▶ DATA FOR PROCESSING

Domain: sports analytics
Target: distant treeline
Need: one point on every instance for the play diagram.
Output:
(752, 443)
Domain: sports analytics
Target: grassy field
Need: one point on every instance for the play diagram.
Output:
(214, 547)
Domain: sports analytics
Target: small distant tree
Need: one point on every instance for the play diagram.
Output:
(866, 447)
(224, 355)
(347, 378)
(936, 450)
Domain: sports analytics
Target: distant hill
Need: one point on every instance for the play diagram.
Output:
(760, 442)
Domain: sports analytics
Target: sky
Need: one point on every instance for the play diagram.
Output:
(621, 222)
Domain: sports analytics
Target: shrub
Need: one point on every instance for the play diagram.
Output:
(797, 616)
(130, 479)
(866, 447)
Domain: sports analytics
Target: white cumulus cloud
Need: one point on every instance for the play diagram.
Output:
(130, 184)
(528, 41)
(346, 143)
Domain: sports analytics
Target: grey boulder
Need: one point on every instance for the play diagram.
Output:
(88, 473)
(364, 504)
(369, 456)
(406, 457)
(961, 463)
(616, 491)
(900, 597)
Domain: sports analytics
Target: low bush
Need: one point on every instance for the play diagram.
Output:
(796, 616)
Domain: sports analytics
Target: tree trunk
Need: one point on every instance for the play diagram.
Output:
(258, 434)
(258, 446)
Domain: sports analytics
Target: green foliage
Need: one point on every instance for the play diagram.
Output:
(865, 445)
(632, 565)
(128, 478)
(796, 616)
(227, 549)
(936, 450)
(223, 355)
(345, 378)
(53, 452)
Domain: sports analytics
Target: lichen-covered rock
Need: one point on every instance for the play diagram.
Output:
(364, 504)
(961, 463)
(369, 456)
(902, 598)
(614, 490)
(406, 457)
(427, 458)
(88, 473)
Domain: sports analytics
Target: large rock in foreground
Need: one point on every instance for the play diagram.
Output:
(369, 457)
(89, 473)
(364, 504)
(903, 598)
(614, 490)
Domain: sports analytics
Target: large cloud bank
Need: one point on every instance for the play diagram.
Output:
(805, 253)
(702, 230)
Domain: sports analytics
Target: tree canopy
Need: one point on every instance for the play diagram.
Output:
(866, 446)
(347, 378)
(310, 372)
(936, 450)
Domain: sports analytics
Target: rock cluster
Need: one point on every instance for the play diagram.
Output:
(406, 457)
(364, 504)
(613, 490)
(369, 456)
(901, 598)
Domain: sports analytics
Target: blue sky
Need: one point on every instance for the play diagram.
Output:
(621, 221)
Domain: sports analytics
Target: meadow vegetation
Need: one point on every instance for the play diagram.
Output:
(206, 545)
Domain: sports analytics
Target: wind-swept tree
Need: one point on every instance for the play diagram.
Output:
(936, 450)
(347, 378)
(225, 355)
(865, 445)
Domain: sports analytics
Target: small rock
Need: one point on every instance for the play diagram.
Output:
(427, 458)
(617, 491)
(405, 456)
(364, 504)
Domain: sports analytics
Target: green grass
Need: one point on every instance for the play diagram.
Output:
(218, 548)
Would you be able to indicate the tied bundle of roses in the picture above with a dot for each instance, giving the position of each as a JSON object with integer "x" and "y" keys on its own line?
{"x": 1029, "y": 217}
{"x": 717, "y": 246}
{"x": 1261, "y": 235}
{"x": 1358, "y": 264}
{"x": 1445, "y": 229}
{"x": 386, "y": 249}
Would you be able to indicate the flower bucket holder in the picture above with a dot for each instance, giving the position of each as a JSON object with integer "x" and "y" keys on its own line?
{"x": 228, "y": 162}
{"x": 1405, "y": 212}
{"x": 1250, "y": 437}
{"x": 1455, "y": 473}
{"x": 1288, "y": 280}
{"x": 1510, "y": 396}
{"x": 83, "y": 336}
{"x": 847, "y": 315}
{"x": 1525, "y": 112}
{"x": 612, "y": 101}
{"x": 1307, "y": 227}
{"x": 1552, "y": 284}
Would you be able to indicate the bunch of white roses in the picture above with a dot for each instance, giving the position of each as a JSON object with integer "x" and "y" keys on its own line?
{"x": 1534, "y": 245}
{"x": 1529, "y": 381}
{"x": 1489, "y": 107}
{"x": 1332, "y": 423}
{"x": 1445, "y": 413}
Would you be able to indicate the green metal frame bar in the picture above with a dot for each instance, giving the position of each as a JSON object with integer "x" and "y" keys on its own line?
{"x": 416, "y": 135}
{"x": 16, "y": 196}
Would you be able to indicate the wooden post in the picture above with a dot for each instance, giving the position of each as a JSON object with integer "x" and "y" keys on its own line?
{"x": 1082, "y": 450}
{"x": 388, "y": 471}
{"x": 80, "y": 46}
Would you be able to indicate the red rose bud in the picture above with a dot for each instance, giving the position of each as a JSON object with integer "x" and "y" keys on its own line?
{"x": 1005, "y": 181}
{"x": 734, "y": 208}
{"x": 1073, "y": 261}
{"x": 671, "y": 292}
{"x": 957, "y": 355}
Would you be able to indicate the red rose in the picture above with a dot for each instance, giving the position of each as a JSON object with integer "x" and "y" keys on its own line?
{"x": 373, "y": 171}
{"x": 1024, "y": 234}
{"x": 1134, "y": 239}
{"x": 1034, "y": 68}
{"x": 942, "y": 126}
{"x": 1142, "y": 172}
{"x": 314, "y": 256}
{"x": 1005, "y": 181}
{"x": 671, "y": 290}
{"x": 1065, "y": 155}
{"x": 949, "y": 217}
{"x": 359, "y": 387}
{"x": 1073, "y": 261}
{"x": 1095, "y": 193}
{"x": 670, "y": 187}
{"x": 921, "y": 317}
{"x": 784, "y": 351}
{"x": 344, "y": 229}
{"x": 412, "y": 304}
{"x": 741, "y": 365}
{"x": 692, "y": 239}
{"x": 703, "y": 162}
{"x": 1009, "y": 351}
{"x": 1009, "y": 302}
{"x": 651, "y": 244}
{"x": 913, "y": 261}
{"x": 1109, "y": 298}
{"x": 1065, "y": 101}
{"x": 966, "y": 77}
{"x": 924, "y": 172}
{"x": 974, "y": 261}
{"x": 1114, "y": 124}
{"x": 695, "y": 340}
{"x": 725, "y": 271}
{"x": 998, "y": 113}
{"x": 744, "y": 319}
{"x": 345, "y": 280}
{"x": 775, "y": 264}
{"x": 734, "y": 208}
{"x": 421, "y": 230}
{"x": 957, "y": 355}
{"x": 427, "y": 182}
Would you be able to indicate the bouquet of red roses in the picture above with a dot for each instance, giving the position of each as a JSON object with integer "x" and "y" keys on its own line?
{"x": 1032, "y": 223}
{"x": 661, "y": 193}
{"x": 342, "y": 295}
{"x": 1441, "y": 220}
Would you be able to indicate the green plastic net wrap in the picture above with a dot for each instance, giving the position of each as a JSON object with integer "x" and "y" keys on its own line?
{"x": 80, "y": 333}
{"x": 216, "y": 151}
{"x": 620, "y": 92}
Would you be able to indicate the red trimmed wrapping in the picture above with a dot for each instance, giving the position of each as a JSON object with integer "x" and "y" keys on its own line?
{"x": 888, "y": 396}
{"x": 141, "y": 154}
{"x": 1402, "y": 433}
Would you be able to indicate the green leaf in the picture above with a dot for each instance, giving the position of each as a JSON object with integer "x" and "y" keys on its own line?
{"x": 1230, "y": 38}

▶ YOUR INSTRUCTIONS
Exactly as written above, please repeat the entries.

▶ FINISHED EXERCISE
Domain: sports analytics
Target: distant treeline
Need: one point on every instance for the play diagram.
Output:
(752, 443)
Domain: sports analytics
Target: grassy field
Need: one point on every instance for the play diagram.
Output:
(214, 547)
Domain: sports analytics
Target: small distant tree
Need: one point on every instance for the play diagram.
Output:
(866, 447)
(224, 355)
(347, 378)
(936, 450)
Domain: sports analytics
Target: distant hill
Need: one point on every instance for the play diagram.
Output:
(760, 442)
Domain: sports analytics
Target: sky
Need: one point on every instance for the play diagram.
Output:
(621, 222)
Domain: sports analytics
Target: shrub
Need: one point on every instance for the play diagram.
Output:
(797, 616)
(130, 479)
(866, 447)
Domain: sports analytics
Target: white cumulus cloud
Need: one point on every instance for the play diagram.
Output:
(130, 184)
(528, 41)
(346, 143)
Domain: sports analytics
Target: grey boulder
Need: one point on every instance for the play diagram.
Output:
(88, 473)
(364, 504)
(369, 456)
(406, 457)
(961, 463)
(616, 491)
(900, 597)
Domain: sports analytics
Target: low bush
Need: one point on every instance for the play diagram.
Output:
(796, 616)
Domain: sports analytics
Target: tree trunk
Need: one point on every instance for the play diagram.
Output:
(258, 434)
(258, 446)
Domain: sports analytics
Target: green foliage
Need: one point on every instance for the play diagram.
Output:
(865, 445)
(632, 565)
(128, 478)
(796, 616)
(227, 549)
(936, 450)
(223, 355)
(345, 378)
(53, 452)
Domain: sports analytics
Target: lichen-covered rock
Need: one point on every instance for the play diagram.
Output:
(364, 504)
(961, 463)
(369, 456)
(902, 598)
(614, 490)
(406, 457)
(427, 458)
(88, 473)
Domain: sports analytics
Target: large rock in foreground
Need: one point on every instance for the play diagram.
Output:
(369, 457)
(89, 473)
(364, 504)
(903, 598)
(614, 490)
Domain: sports analytics
Target: large cloud bank
Need: one point on every instance for the play diagram.
Output:
(805, 253)
(702, 230)
Domain: sports analytics
Target: tree canopy
Need: one point on every instance for the play diagram.
Output:
(866, 446)
(347, 378)
(310, 372)
(936, 450)
Domain: sports analytics
Target: rock cluster
Need: one point on every instance for the play diagram.
Output:
(406, 457)
(364, 504)
(613, 490)
(369, 456)
(901, 598)
Domain: sports analytics
Target: blue sky
Need: one point on every instance for the play diagram.
Output:
(621, 221)
Domain: sports analytics
Target: meadow vegetation
Need: one point on every instance for the play diagram.
Output:
(206, 545)
Domain: sports analytics
Target: wind-swept tree
Need: one point on every instance for the play diagram.
Output:
(936, 450)
(347, 378)
(225, 355)
(865, 445)
Domain: sports analytics
Target: small rock
Need: one point on every instance for the play diagram.
Output:
(427, 458)
(617, 491)
(405, 456)
(364, 504)
Domain: sports analytics
Target: green grass
Need: one point on every instance for the play diagram.
Output:
(218, 548)
Would you be able to indicate the tied bundle of roses in the picture above with a dot for each instance, giving the position of each as a JSON object with integer "x" and "y" keys on its own line?
{"x": 1029, "y": 217}
{"x": 717, "y": 246}
{"x": 1261, "y": 235}
{"x": 1358, "y": 264}
{"x": 1445, "y": 229}
{"x": 386, "y": 249}
Would you be able to indicate the flower bucket holder in the picture above with a dot for each instance, giving the position of each as a JSON object with integer "x" and "y" keys on its own line?
{"x": 228, "y": 162}
{"x": 1405, "y": 212}
{"x": 1250, "y": 437}
{"x": 1455, "y": 473}
{"x": 1288, "y": 280}
{"x": 1510, "y": 396}
{"x": 83, "y": 336}
{"x": 847, "y": 315}
{"x": 1525, "y": 112}
{"x": 612, "y": 101}
{"x": 1307, "y": 227}
{"x": 1552, "y": 284}
Would you be able to indicate the bunch of white roses in the picture above with a dot for each instance, giving the position of each as a JSON object with integer "x" and "y" keys on its own line?
{"x": 1534, "y": 245}
{"x": 1529, "y": 381}
{"x": 1489, "y": 107}
{"x": 1332, "y": 423}
{"x": 1445, "y": 413}
Would you be able to indicate the green metal frame bar in the picture above with a dot for each instance, giving the position of each as a JSON object with integer "x" and "y" keys on its own line?
{"x": 416, "y": 135}
{"x": 16, "y": 196}
Would you be able to indicate the wooden post in the picture above with a dot for each instance, giving the position of each as a JSON object with integer "x" and "y" keys on its own line?
{"x": 1082, "y": 450}
{"x": 388, "y": 471}
{"x": 80, "y": 46}
Would you be able to indicate the red rose bud in the picture above with a dot for each instance, giving the position of each as a JSON object with integer "x" and "y" keys on its own line?
{"x": 1005, "y": 181}
{"x": 734, "y": 208}
{"x": 1073, "y": 261}
{"x": 671, "y": 292}
{"x": 957, "y": 355}
Would you be able to indicate the red rose in the picture above with a dot for each instance, giving the position of each as a JSON object with integer "x" and "y" keys on its own line?
{"x": 373, "y": 171}
{"x": 1024, "y": 234}
{"x": 1134, "y": 239}
{"x": 1034, "y": 68}
{"x": 942, "y": 126}
{"x": 1142, "y": 172}
{"x": 314, "y": 256}
{"x": 1005, "y": 181}
{"x": 671, "y": 290}
{"x": 1065, "y": 155}
{"x": 949, "y": 217}
{"x": 359, "y": 387}
{"x": 1073, "y": 261}
{"x": 1095, "y": 193}
{"x": 670, "y": 187}
{"x": 921, "y": 317}
{"x": 784, "y": 351}
{"x": 344, "y": 229}
{"x": 412, "y": 304}
{"x": 741, "y": 365}
{"x": 692, "y": 239}
{"x": 703, "y": 162}
{"x": 1009, "y": 351}
{"x": 1009, "y": 302}
{"x": 651, "y": 244}
{"x": 913, "y": 261}
{"x": 1109, "y": 298}
{"x": 1065, "y": 101}
{"x": 966, "y": 77}
{"x": 924, "y": 172}
{"x": 974, "y": 261}
{"x": 1114, "y": 124}
{"x": 695, "y": 340}
{"x": 725, "y": 271}
{"x": 998, "y": 113}
{"x": 744, "y": 319}
{"x": 345, "y": 280}
{"x": 775, "y": 264}
{"x": 734, "y": 208}
{"x": 421, "y": 230}
{"x": 957, "y": 355}
{"x": 427, "y": 182}
Would you be able to indicate the bouquet of red roses in the picture above with a dot for each instance, giving the position of each as a JSON object with integer "x" and "y" keys on its own line?
{"x": 1032, "y": 223}
{"x": 661, "y": 193}
{"x": 342, "y": 295}
{"x": 1441, "y": 220}
Would you be able to indicate the green plastic net wrap in the picture above with a dot for each instance, giving the position of each as a JSON object with integer "x" and "y" keys on its own line?
{"x": 80, "y": 333}
{"x": 216, "y": 151}
{"x": 620, "y": 92}
Would you be able to indicate the red trimmed wrapping in the picture above with a dot for each instance, giving the position of each as a JSON object with integer "x" and "y" keys on its own line?
{"x": 888, "y": 396}
{"x": 141, "y": 154}
{"x": 1402, "y": 433}
Would you be able to indicate the green leaf in the picture above with a dot for each instance, giving the position of each as a JSON object with integer "x" and "y" keys on its own line?
{"x": 1230, "y": 38}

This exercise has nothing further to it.